Rescale the data below by copying out every line of it. Leave each line outside the answers as it is, and multiply each coordinate in the answers by 0.85, rounding to the nearest whole number with halves going up.

→ **Given records**:
=======
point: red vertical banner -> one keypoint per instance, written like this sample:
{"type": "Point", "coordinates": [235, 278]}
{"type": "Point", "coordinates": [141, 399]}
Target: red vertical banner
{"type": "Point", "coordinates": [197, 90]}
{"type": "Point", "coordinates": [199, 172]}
=======
→ **Completed exercise**:
point: red vertical banner -> one keypoint per instance, written like this sample:
{"type": "Point", "coordinates": [235, 278]}
{"type": "Point", "coordinates": [141, 399]}
Target: red vertical banner
{"type": "Point", "coordinates": [167, 77]}
{"type": "Point", "coordinates": [169, 146]}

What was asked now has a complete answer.